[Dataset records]
────────
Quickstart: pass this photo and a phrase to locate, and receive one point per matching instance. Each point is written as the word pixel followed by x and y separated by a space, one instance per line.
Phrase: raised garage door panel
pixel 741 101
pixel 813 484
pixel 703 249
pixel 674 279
────────
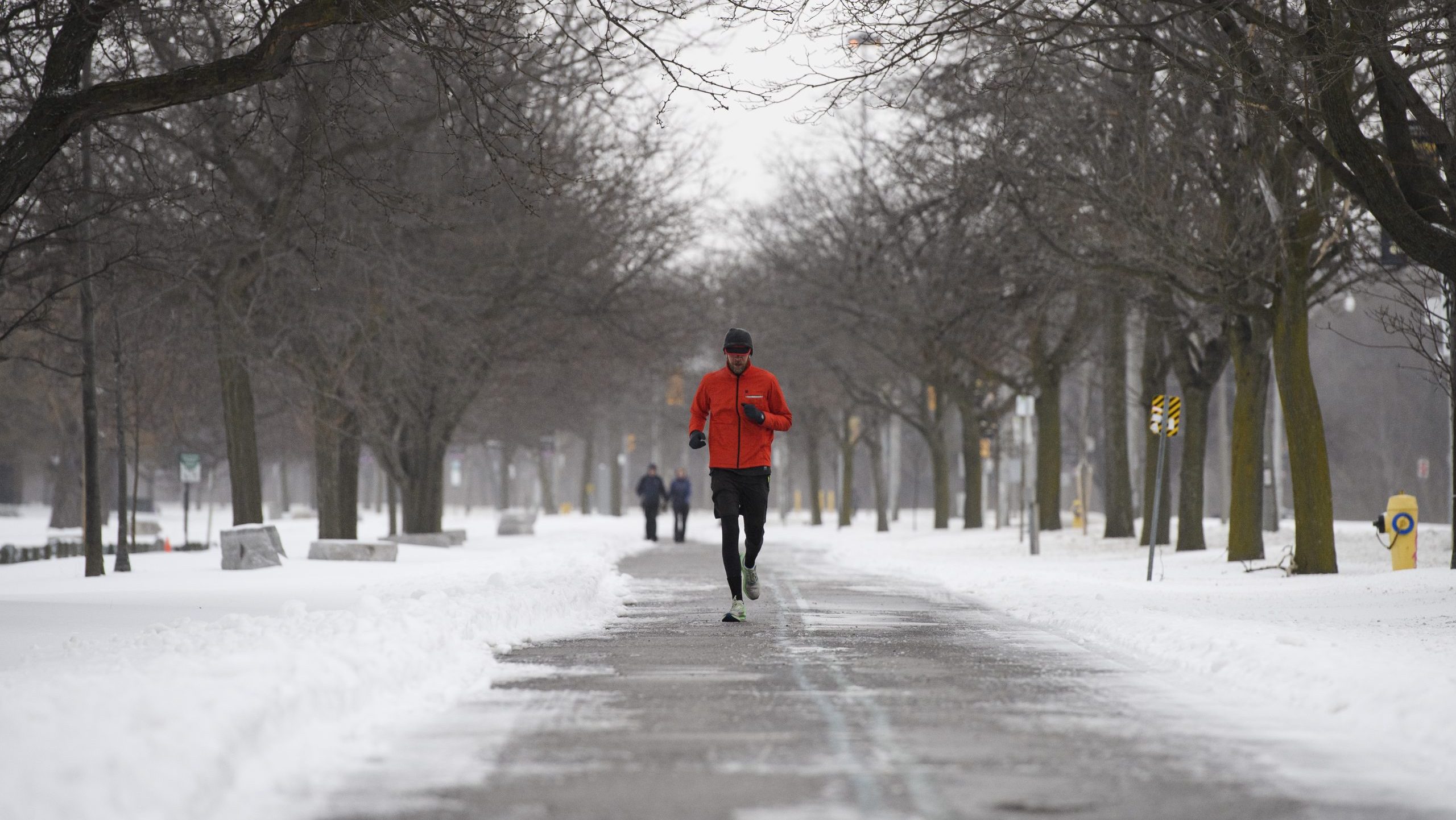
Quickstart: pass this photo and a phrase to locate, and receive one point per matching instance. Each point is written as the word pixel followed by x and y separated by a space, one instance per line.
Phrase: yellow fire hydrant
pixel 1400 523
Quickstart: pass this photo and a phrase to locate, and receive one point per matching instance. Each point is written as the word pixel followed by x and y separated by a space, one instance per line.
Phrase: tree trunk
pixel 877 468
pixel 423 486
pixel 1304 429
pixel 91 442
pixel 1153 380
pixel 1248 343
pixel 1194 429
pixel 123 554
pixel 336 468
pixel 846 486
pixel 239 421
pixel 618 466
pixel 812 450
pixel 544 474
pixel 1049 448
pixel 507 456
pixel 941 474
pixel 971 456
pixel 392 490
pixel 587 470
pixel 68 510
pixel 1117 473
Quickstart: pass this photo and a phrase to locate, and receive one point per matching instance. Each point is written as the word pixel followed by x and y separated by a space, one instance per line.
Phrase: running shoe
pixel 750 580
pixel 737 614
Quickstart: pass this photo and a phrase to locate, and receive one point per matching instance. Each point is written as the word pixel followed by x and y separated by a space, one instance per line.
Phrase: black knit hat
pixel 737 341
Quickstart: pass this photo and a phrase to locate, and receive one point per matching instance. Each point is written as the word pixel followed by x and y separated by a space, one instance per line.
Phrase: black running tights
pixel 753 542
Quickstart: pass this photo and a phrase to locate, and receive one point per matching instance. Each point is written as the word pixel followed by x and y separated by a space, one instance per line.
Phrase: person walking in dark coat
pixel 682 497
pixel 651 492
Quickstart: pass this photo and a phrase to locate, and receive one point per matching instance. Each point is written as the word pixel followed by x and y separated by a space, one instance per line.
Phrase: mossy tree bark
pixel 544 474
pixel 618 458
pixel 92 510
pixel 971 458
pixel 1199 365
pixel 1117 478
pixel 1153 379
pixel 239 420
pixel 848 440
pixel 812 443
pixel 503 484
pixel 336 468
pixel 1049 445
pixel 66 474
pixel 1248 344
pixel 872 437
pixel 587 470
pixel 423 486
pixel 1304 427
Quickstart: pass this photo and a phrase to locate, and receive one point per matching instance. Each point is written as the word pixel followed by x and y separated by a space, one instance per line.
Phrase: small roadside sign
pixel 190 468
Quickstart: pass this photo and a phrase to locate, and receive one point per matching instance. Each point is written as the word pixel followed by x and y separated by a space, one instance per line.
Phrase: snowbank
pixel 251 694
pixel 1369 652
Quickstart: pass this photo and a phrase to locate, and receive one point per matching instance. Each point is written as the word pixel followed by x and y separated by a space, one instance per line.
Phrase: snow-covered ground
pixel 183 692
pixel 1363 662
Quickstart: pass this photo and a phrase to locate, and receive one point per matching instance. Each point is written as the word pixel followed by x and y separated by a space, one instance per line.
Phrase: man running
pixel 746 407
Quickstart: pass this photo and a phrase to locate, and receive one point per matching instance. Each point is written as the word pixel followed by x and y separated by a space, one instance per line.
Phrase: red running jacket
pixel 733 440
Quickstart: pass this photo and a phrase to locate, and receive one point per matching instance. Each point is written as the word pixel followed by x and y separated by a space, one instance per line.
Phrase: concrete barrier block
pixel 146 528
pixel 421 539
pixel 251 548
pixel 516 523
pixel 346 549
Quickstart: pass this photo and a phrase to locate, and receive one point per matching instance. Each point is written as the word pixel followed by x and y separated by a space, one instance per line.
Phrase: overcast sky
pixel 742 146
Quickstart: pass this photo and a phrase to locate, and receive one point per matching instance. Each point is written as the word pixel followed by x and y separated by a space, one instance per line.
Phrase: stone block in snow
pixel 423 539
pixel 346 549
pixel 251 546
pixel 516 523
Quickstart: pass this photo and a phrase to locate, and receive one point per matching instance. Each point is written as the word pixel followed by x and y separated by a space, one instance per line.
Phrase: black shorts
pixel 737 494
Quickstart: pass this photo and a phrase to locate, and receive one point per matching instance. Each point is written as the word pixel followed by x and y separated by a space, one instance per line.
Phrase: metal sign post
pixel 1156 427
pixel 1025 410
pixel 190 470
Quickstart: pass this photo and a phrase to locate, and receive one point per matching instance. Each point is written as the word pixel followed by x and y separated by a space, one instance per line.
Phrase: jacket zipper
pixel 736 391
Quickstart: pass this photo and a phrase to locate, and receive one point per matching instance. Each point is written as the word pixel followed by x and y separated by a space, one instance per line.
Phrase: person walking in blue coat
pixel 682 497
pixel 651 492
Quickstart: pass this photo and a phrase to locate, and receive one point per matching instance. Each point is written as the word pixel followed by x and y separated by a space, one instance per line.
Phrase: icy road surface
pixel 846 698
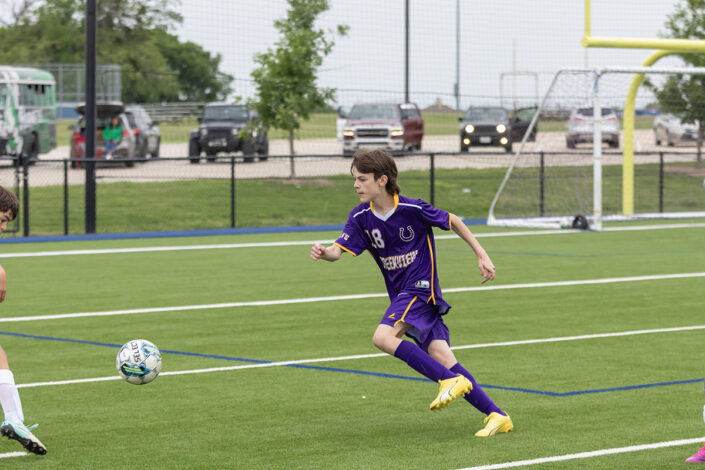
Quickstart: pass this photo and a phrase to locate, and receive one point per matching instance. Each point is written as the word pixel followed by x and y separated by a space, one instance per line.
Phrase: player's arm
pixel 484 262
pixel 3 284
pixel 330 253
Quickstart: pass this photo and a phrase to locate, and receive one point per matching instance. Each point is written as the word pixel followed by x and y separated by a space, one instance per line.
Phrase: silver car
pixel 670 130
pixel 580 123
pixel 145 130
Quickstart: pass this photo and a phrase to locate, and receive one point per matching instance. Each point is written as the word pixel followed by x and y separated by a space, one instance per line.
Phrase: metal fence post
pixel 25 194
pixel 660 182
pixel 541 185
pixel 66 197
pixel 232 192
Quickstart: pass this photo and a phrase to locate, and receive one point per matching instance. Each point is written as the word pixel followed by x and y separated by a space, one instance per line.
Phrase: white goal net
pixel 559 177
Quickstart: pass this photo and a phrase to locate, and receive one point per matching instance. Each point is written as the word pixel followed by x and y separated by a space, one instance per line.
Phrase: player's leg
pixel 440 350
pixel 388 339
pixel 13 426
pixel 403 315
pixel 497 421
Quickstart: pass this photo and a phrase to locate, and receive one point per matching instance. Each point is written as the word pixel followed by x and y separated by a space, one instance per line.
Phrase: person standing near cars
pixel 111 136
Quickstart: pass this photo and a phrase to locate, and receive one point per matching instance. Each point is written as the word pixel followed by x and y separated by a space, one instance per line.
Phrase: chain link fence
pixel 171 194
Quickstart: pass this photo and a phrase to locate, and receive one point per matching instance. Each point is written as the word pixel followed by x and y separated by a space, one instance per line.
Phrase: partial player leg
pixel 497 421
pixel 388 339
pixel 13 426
────────
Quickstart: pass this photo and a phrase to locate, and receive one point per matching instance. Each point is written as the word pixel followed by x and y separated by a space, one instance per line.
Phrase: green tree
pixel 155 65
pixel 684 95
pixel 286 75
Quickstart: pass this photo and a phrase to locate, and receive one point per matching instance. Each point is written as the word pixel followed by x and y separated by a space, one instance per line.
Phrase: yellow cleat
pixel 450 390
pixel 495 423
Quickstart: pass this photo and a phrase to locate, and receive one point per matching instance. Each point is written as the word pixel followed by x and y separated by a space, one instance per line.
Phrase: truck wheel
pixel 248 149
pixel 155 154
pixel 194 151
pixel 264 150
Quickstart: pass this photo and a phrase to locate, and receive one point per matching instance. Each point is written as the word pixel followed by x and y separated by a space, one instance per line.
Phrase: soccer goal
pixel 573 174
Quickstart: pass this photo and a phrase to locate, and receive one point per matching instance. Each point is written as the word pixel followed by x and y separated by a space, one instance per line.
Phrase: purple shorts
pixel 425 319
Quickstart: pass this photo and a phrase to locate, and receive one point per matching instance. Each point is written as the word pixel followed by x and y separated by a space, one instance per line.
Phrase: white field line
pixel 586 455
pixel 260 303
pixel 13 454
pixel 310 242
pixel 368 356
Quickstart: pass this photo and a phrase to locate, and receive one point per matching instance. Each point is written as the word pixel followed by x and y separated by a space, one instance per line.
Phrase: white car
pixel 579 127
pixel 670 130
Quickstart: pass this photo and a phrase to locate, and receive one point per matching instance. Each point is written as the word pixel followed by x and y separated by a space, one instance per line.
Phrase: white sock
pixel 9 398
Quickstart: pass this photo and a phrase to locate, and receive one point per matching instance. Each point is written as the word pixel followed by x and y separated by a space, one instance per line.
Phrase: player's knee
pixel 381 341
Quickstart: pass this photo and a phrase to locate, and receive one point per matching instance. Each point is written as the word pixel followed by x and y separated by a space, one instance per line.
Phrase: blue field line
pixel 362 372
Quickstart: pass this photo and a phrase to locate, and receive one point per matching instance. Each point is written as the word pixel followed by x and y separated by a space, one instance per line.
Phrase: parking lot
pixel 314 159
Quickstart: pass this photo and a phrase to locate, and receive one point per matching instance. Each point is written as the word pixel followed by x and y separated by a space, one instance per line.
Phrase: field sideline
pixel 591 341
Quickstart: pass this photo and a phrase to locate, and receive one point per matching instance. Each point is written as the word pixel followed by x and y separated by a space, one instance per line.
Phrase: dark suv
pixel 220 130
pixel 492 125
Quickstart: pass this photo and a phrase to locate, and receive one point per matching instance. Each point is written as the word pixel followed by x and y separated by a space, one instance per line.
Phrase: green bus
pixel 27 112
────────
• [Objective]: Count the lines of the data above that contain the string "player", and give only the number.

• [Output of the exercise]: 4